_DOKUMENTAUSZUG_.
****************************************
Und im Reich der Mitte lässt sich auf Staatsräson immer ein Plätzchen
finden, auf dem solche Vorhaben durchgezogen werden. Wie stand auf einer
Folie, die mehr als 250 Delegierten beim DFB-Bundestag präsentiert wurde:
„Die Wiederbelebung des Fußballs ist aufrichtige Hoffnung des chinesischen
Volkes.“ Ein Zitat von Staatspräsident Xi Jinping, der die Fußballförderung
von der Basis bis zur Spitze längst zur Chefsache gemacht hat. Und weil
dahinter so viel Staatsmacht und Wirtschaftskraft steckt, wollen der
deutsche Fußball und die Bundesliga zumindest in China nicht den Anschluss
verpassen. Reicht doch, dass England und die Premier League in weiten
Teilen Asiens eine ungebrochene Vormachtstellung besitzen.
Am 24. November wollen DFB und DFL eine enge Kooperation mit dem
chinesischen Verband offiziell besiegeln. Von Verbandsseite geht es um
Hilfestellungen, Transferleistungen und Gedankenaustausch. „Wir wollen
beispielsweise Unterstützung leisten, die Ausbildung an den Schulen zu
verbessern“, erklärt Curtius. „Wussten Sie, dass mehr Chinesen unser
WM-Finale 2014 im Fernsehen verfolgt haben, als wir Einwohner haben? Und
bei denen war es drei Uhr nachts! Wir müssen von diesen Chancen
profitieren.“ Auch DFB-Präsident Reinhard Grindel ist Feuer und Flamme für
eine Partnerschaft, die vorsieht, „in drei bis fünf Jahren eine Reise mit
der Nationalmannschaft nach China zu machen“.
## Eine WM in China
Die Notwendigkeit, sich mit den Besten der Besten zu zeigen, wirkt fast
unvermeidlich. In dem bevölkerungsreichsten Land der Erde soll der Fußball
ein granitgleiches Fundament erhalten. Der neue Volkssport ist bereits
Pflichtfach in den Schulen, im nächsten Jahrzehnt sollen bis zu 50.000
Akademien gebaut werden. Drei Ziele sind es, die die Chinesen antreiben:
eine eigene Topliga installieren, sich wieder für eine WM qualifizieren und
irgendwann selbst eine WM organisieren.
Am weitesten ist die 2004 gegründete Chinese Super League (CSL), die mit
den ökonomischen und politischen Interessen des Präsidenten eng verflochten
ist und ad hoc zu einer Konkurrenz für die europäischen Ligen wurde. Allein
im vergangenen Winter wurden von hier weit mehr als 300 Millionen Euro in
den weltweiten Transfermarkt gepumpt. Stars wie Gervinho, Alex Texeira,
Ramires, Demba Ba oder Jackson Martinez werden fürstlich entlohnt. Graziano
Pellé, der bei der EM für Italien stürmte, soll 15 Millionen Euro jährlich
dafür kassieren, dass er sich bei Shandong Luneng in Jiman von einem
gewissen Felix Magath trainieren lässt. Ein feines Schmerzensgeld.
****************************************
_DIE DATENSÄTZE_.
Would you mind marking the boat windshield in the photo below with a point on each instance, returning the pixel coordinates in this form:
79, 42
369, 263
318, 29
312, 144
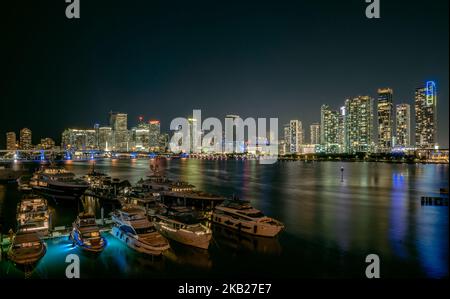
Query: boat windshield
145, 230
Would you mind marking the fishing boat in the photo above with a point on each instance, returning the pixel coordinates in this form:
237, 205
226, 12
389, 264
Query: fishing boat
33, 214
86, 233
26, 248
132, 227
241, 216
183, 228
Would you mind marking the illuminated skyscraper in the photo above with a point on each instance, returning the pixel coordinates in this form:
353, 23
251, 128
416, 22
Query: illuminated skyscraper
154, 132
403, 125
25, 139
426, 115
78, 139
385, 113
329, 129
105, 138
11, 141
295, 136
359, 124
140, 136
119, 124
314, 130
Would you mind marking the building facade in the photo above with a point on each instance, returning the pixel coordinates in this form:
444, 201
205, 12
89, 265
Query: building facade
426, 115
403, 125
26, 139
359, 124
385, 119
11, 141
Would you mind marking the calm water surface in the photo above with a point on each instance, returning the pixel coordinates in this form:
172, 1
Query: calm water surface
331, 224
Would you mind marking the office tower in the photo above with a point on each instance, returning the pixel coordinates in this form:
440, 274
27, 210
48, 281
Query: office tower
329, 129
163, 142
426, 115
11, 141
140, 136
154, 132
403, 125
119, 124
25, 139
315, 133
385, 115
295, 136
78, 139
287, 138
105, 137
359, 124
47, 143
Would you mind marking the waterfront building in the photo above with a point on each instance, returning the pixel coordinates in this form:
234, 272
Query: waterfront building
426, 115
154, 132
105, 138
119, 124
403, 125
47, 143
329, 129
385, 117
359, 124
25, 139
295, 136
11, 141
140, 136
79, 139
314, 131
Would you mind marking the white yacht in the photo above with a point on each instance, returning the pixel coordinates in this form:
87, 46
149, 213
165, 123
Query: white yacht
132, 226
33, 215
241, 216
26, 248
183, 228
86, 233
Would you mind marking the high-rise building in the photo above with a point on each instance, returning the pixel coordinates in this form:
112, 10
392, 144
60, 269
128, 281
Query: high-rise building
77, 139
11, 142
47, 143
287, 138
295, 136
154, 132
403, 125
105, 138
385, 113
140, 136
329, 129
359, 124
314, 130
119, 124
426, 115
25, 139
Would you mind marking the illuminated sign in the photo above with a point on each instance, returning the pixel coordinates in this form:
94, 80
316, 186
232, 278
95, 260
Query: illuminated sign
430, 92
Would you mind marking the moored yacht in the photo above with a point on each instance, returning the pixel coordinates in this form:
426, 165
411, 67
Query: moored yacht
241, 216
183, 228
26, 249
58, 182
132, 226
86, 234
33, 214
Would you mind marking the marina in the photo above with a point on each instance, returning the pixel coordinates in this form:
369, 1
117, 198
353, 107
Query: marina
227, 246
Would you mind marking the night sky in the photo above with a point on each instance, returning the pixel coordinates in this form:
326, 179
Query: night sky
161, 59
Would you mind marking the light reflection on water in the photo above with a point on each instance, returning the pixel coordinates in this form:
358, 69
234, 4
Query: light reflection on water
331, 224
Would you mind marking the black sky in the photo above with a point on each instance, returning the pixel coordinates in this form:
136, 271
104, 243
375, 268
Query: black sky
161, 59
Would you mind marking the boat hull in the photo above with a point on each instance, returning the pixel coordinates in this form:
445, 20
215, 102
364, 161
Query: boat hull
136, 244
184, 237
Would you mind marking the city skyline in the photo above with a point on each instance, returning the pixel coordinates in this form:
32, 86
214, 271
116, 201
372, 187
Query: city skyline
259, 64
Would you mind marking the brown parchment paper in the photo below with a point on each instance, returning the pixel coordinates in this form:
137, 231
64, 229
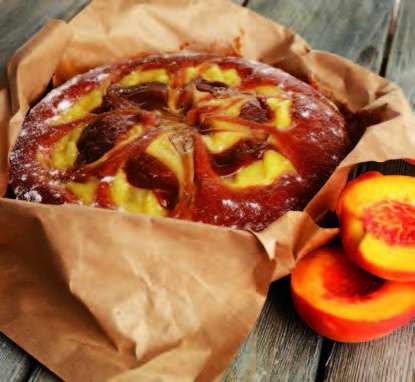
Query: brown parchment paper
100, 295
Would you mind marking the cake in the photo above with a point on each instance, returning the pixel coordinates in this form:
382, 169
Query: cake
214, 139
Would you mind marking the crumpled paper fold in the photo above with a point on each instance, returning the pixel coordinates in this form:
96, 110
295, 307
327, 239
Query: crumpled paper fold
100, 295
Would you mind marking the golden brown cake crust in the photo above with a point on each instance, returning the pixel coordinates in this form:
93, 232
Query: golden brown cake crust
220, 140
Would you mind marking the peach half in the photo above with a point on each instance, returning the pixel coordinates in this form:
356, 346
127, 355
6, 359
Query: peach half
377, 221
341, 301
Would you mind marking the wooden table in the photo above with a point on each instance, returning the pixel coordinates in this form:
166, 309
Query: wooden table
378, 34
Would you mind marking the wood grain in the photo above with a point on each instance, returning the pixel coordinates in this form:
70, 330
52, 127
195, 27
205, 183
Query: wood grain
401, 62
19, 20
41, 374
15, 364
340, 27
281, 347
354, 29
392, 358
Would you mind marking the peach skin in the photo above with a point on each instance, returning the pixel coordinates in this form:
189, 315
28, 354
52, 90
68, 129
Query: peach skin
343, 302
377, 221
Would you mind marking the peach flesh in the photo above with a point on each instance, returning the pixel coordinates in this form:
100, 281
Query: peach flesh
342, 302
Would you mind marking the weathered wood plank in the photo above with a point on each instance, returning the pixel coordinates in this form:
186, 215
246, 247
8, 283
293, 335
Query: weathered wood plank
393, 357
15, 364
390, 359
354, 29
41, 374
401, 63
20, 19
281, 347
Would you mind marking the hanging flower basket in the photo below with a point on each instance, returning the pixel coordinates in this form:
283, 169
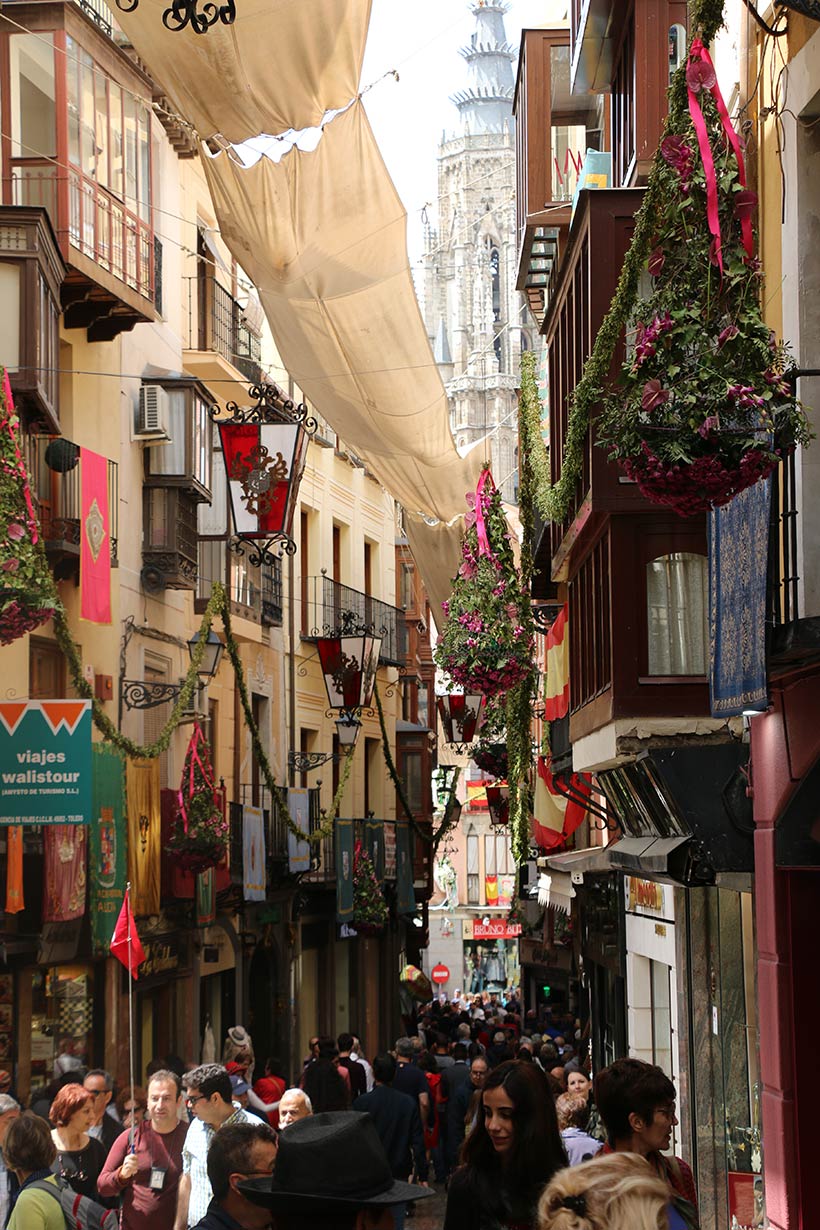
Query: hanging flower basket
484, 645
199, 834
369, 905
703, 406
27, 592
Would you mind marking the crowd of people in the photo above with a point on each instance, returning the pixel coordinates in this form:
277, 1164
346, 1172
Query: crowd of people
496, 1105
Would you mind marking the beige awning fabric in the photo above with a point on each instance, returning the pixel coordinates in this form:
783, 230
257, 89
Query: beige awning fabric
322, 236
437, 550
282, 63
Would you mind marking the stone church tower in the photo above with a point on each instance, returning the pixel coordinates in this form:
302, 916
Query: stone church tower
473, 313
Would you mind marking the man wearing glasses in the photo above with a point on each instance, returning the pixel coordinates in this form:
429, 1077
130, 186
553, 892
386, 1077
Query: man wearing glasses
239, 1153
209, 1100
144, 1169
103, 1126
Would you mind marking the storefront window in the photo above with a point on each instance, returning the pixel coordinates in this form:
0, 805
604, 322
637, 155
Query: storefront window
62, 1021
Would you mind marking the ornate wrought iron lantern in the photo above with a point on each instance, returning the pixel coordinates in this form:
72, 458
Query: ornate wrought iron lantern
263, 448
349, 661
138, 694
461, 717
187, 12
498, 805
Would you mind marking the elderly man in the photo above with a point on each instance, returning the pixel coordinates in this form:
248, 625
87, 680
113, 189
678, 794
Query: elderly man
105, 1126
209, 1099
242, 1151
294, 1105
145, 1172
9, 1111
332, 1170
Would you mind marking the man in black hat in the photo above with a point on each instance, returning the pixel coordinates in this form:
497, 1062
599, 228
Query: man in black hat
332, 1174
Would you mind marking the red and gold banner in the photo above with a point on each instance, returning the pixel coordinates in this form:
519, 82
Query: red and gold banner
556, 693
95, 539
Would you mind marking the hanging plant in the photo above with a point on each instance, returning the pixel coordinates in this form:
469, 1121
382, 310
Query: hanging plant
369, 904
27, 592
702, 406
199, 833
486, 645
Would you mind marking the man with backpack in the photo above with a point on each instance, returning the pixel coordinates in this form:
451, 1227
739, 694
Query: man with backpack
145, 1170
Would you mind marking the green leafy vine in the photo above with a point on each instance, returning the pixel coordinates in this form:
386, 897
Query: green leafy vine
555, 502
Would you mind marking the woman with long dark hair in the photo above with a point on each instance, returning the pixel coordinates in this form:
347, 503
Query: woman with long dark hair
510, 1155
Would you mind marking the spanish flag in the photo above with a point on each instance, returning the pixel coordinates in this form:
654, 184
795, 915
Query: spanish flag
556, 701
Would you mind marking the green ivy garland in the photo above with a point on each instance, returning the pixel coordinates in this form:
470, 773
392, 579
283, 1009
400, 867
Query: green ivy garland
555, 501
519, 699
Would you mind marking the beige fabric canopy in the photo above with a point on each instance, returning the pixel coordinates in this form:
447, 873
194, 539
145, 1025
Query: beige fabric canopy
322, 236
282, 63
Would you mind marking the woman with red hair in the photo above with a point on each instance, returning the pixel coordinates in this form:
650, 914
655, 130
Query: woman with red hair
80, 1158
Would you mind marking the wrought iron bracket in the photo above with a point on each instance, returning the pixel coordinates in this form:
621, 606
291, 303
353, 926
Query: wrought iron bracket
137, 694
306, 761
544, 615
186, 12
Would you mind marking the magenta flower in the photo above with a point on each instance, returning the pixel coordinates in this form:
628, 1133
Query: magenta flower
700, 75
654, 395
655, 262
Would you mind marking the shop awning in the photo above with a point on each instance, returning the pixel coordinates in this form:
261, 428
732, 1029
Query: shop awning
595, 859
556, 889
322, 236
282, 64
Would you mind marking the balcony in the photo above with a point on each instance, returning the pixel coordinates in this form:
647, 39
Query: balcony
80, 149
326, 600
221, 340
32, 272
58, 504
169, 540
255, 593
553, 128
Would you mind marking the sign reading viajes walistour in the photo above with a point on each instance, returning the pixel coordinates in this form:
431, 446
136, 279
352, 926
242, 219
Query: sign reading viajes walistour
46, 761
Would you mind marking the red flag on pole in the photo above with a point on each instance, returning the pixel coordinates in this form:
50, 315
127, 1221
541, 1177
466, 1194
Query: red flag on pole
126, 944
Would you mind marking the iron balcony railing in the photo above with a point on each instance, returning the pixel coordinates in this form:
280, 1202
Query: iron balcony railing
327, 605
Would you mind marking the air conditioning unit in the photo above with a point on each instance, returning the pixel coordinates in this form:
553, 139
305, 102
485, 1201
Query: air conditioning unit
153, 423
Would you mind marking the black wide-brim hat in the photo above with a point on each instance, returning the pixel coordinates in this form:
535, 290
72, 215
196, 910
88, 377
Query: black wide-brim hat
330, 1160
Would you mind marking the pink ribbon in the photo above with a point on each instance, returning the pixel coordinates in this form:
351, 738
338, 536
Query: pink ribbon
698, 54
481, 525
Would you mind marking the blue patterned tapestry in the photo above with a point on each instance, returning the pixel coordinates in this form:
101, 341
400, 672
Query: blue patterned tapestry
738, 570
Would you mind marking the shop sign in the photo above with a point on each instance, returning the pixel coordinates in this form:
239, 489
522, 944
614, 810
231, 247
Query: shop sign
46, 761
494, 929
647, 897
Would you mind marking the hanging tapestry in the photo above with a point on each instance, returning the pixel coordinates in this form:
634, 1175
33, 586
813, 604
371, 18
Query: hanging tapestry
253, 877
738, 573
144, 834
343, 841
106, 843
64, 848
95, 539
405, 891
15, 900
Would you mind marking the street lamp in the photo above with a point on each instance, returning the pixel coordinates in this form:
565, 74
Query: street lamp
349, 661
138, 694
461, 717
263, 449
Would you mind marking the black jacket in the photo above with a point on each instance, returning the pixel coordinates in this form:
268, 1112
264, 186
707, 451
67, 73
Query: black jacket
400, 1128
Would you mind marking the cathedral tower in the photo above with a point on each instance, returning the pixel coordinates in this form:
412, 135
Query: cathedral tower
472, 310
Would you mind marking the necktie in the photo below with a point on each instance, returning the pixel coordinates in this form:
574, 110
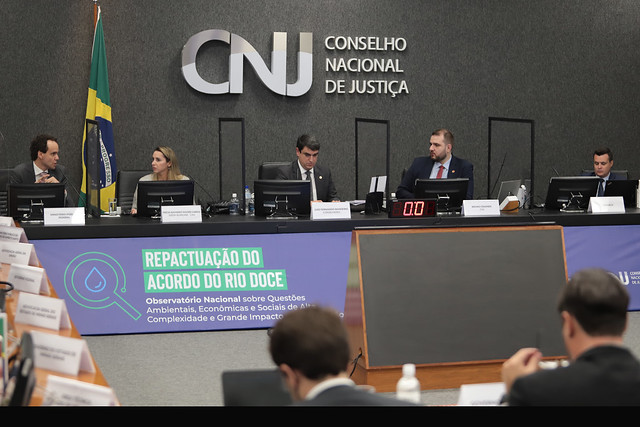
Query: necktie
601, 188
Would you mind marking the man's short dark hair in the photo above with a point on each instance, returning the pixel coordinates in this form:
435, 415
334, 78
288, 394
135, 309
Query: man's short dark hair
312, 340
446, 133
602, 151
39, 144
598, 301
308, 141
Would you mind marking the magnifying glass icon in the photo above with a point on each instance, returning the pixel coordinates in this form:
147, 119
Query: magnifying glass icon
95, 280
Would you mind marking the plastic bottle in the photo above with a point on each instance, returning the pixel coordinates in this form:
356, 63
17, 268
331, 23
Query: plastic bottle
247, 199
252, 205
234, 205
408, 387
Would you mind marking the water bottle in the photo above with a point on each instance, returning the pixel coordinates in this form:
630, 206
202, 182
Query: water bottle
252, 205
234, 205
408, 387
247, 200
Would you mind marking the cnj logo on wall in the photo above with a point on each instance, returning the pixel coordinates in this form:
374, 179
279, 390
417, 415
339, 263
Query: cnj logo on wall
274, 78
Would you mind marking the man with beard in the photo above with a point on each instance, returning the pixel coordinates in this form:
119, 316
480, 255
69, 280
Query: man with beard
439, 164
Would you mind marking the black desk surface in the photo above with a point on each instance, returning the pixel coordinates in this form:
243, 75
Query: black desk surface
127, 226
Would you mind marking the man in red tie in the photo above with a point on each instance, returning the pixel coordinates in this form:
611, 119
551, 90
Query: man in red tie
440, 163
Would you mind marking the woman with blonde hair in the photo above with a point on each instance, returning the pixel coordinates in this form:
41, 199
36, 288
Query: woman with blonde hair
165, 167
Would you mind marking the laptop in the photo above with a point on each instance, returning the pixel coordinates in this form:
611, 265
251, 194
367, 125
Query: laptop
254, 388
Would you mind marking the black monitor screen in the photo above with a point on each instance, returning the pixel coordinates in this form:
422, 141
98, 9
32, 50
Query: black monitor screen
154, 194
571, 193
27, 201
282, 199
449, 193
625, 188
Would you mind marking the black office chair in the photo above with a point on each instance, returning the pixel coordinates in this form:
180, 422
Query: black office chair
126, 184
269, 170
621, 172
4, 195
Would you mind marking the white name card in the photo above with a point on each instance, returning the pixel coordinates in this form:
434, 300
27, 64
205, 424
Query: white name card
61, 391
608, 204
481, 207
12, 234
18, 253
42, 311
183, 213
330, 210
488, 394
7, 221
61, 354
27, 278
64, 216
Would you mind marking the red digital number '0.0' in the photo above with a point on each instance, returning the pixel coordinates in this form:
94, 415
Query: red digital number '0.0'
413, 208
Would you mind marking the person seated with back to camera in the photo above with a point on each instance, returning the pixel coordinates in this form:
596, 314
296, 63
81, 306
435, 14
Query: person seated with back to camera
165, 166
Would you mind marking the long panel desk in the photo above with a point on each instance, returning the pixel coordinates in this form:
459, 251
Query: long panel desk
140, 254
173, 277
127, 226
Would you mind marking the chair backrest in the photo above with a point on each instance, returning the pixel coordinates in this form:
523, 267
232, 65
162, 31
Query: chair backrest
126, 184
269, 170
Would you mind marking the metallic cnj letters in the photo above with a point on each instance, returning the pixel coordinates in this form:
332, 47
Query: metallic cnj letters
275, 79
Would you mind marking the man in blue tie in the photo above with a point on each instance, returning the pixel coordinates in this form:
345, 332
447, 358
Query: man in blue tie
440, 163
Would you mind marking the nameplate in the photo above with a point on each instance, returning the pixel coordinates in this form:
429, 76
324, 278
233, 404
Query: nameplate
64, 216
7, 221
42, 311
607, 204
27, 278
182, 213
61, 354
488, 394
488, 207
330, 210
18, 253
61, 391
13, 234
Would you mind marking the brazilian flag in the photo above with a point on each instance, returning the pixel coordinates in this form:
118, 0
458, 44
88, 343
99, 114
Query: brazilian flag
99, 109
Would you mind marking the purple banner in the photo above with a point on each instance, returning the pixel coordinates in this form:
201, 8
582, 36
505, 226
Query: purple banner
168, 284
615, 248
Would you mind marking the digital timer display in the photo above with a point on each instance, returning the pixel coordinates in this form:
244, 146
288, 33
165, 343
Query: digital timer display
412, 208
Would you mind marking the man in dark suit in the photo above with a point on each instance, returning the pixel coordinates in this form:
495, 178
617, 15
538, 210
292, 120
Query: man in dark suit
440, 163
43, 167
593, 307
602, 164
306, 167
310, 346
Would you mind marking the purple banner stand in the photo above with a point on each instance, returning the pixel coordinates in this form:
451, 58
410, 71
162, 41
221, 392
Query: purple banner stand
615, 248
169, 284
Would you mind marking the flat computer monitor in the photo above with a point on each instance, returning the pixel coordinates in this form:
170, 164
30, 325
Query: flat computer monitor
508, 188
282, 199
448, 193
625, 188
571, 193
27, 201
152, 195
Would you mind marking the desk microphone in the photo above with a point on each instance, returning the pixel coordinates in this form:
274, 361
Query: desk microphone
70, 184
209, 205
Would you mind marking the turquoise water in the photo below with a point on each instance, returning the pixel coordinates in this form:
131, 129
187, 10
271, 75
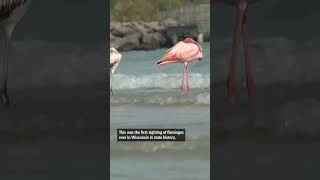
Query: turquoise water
147, 96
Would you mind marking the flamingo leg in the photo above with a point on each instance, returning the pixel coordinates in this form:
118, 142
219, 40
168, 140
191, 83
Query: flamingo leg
3, 90
232, 69
111, 91
187, 78
249, 77
183, 77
****************************************
_DEINE AUFGABEN_.
A – Beantworte zum Text über den chinesischen Fußball diese Fragen:
(i) An welchem Tag wollen DFB und DFL die Kooperation mit dem chinesischen Verband offiziell besiegeln?
(ii) Wie viele Akademien sollen im nächsten Jahrzehnt höchstens gebaut werden?
(iii) In welchem Jahr wurde die Chinese Super League gegründet?
B – Gib die Zeilen der Datensätze von der Zeile mit „Would you mind marking the flamingo“ bis zum Ende der Datensätze wortgetreu wieder, beide Enden eingeschlossen.
Der Text und die Datensätze haben nichts miteinander zu tun.

_GEORDNETE ERGEBNISSE_.
A –
(i) Am 24. November.
(ii) Bis zu 50.000.
(iii) 2004.

B –
Would you mind marking the flamingo leg in the photo above with a point on each instance, returning the pixel coordinates in this form:
118, 142
219, 40
168, 140
191, 83
Query: flamingo leg
3, 90
232, 69
111, 91
187, 78
249, 77
183, 77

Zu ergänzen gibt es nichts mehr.